__EXERCISE DESCRIPTION__: Exact copies of all the lines below are needed, without the pictures.

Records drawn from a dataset
BEGIN

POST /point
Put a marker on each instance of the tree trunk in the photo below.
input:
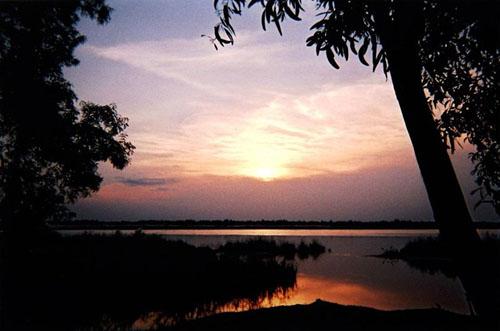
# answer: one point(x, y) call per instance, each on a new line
point(443, 189)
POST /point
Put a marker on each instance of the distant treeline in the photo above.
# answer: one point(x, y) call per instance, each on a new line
point(249, 224)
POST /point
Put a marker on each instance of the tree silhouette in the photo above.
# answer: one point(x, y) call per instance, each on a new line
point(443, 60)
point(50, 144)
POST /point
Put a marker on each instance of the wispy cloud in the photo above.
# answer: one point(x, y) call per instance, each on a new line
point(146, 181)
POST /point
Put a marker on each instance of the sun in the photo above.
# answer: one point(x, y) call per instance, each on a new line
point(266, 174)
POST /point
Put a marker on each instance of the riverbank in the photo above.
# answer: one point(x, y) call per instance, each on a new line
point(322, 315)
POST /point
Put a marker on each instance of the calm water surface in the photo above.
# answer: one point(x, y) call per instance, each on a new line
point(345, 274)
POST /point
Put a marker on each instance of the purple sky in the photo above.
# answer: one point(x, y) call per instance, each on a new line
point(261, 129)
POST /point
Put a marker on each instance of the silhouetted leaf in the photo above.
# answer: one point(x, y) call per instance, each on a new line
point(331, 58)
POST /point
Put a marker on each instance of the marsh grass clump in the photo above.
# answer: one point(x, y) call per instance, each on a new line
point(75, 282)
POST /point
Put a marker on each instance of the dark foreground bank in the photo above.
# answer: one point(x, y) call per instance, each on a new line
point(322, 315)
point(127, 282)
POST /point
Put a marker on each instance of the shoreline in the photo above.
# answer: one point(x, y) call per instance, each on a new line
point(254, 225)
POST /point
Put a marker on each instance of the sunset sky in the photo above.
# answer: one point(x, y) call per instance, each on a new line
point(261, 129)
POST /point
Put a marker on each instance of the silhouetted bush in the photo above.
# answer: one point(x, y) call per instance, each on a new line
point(56, 282)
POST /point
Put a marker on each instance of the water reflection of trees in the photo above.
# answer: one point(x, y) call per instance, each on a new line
point(89, 281)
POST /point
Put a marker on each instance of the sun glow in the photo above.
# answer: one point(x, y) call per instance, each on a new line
point(266, 174)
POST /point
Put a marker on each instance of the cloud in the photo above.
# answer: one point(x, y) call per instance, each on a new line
point(146, 181)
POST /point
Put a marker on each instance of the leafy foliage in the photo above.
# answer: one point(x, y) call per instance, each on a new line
point(50, 144)
point(459, 54)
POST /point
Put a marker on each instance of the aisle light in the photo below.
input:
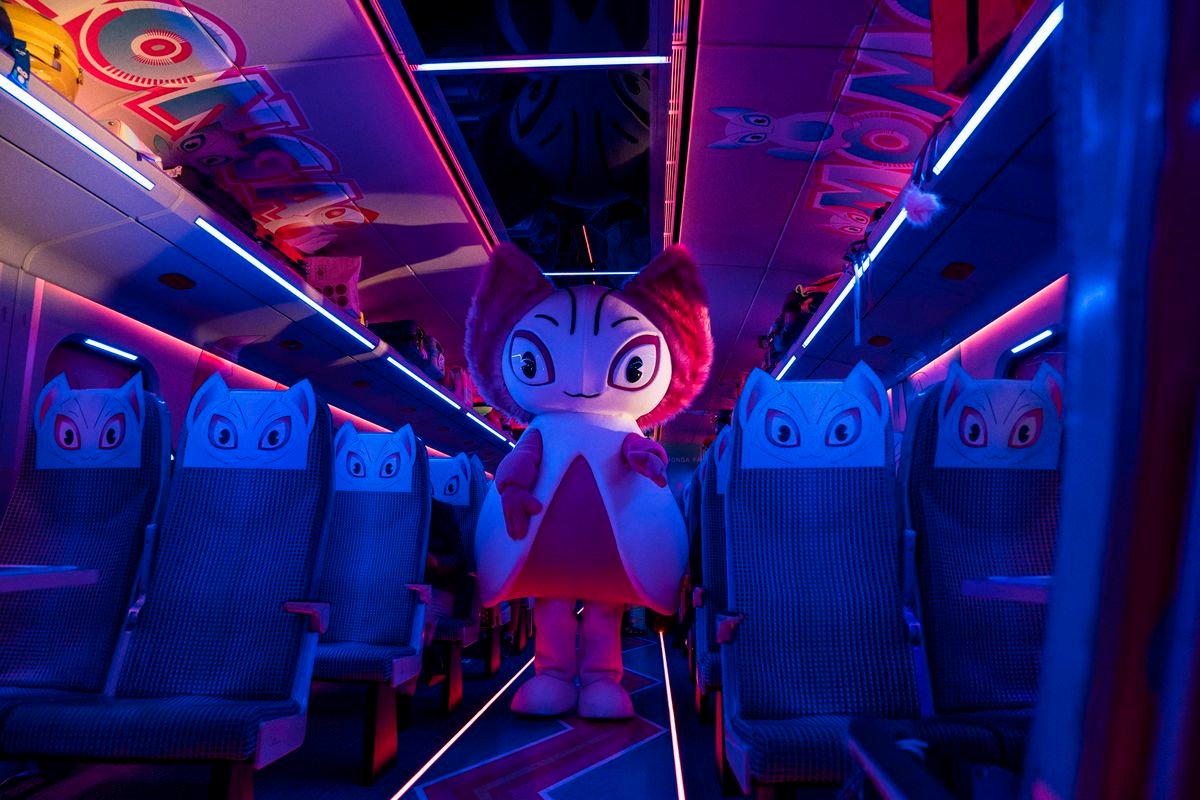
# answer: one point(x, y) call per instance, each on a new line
point(25, 98)
point(424, 383)
point(491, 65)
point(207, 227)
point(1030, 342)
point(109, 348)
point(675, 732)
point(455, 738)
point(1002, 85)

END

__OUTPUT FOR THIS EXERCISE__:
POST /point
Put a marker on each instance of the tree trunk in the photo below.
input:
# answer: one point(x, y) call per instance, each on a new line
point(443, 189)
POST /point
Put a marker on each instance of the distant treeline in the photo above.
# answer: one point(x, y) call per instance, each on a new line
point(249, 224)
POST /point
Put a marker on each instance of the tree silhouette in the photo above.
# answer: one point(x, y) call per instance, each on a new line
point(443, 60)
point(50, 144)
POST /point
Put a marker on each instance of the wispy cloud in the photo above.
# answer: one point(x, y) call per instance, each on a new line
point(146, 181)
POST /point
Put a marker on each instance of the sun in the photo above.
# answer: one point(x, y) call per instance, each on a new line
point(266, 174)
POST /point
Put a marker on each instance of the riverbank in the photo above.
# answer: one point(x, y) call per instance, each on a new line
point(322, 315)
POST /point
Put a marker on each instance of the calm water surface in the photo above.
# answer: one point(x, y) call per instance, each on a new line
point(345, 274)
POST /point
Put a marker on each instance of the purple sky in the photo above.
# answer: one point(x, y) call per instance, each on a new line
point(261, 129)
POST /point
Put a marker on each instance of the silhouetted leaf in the photo above.
# answer: one point(x, y) call per instance, each on a new line
point(331, 58)
POST /point
Put a marker on each instance of the marsh grass clump in the photo above.
# answer: one point(x, y) call per instance, each on a new line
point(75, 282)
POST /point
Put a marker on each instance of the dark foreground bank in the photo above.
# answer: one point(x, y) call per instance, each on a new line
point(322, 315)
point(127, 282)
POST /point
Put a marker on each instance of the shoreline in the photo above.
# answer: one point(x, y) call per instance, each on a new line
point(254, 225)
POST /point
Put a marker on each instance of the sunset sky in the photo above.
# answer: one point(x, y) call per instance, each on a new line
point(261, 129)
POST /point
Put a marker on each instance of the silhouetted bush in the photo above.
# answer: one point(x, y) call per instance, each on a new line
point(56, 282)
POST /point
Put a marker on each instance of the water reflection of trees in the photo above.
# answer: one point(x, y) call per instance, each on a new line
point(89, 281)
POST /point
Put a marker on each instance of the sun glow in the photo above.
# answer: one point(x, y) call per instance, each on a new line
point(266, 174)
POST /point
Put a marker on each instance of the cloud in the photo above.
# answer: one point(x, y) call per instance, each on a new line
point(146, 181)
POST /point
Put a marker on each instance of the leafy foliage in the photo above.
# answer: one point(x, y) call per instance, each on a new line
point(50, 144)
point(459, 54)
POST /point
Put a marker on each instance of the aisle light in the photo below.
input:
# answer: one point(x, y) call per instance, each on a new line
point(25, 98)
point(424, 383)
point(491, 65)
point(207, 227)
point(1030, 342)
point(109, 348)
point(675, 732)
point(455, 738)
point(1002, 85)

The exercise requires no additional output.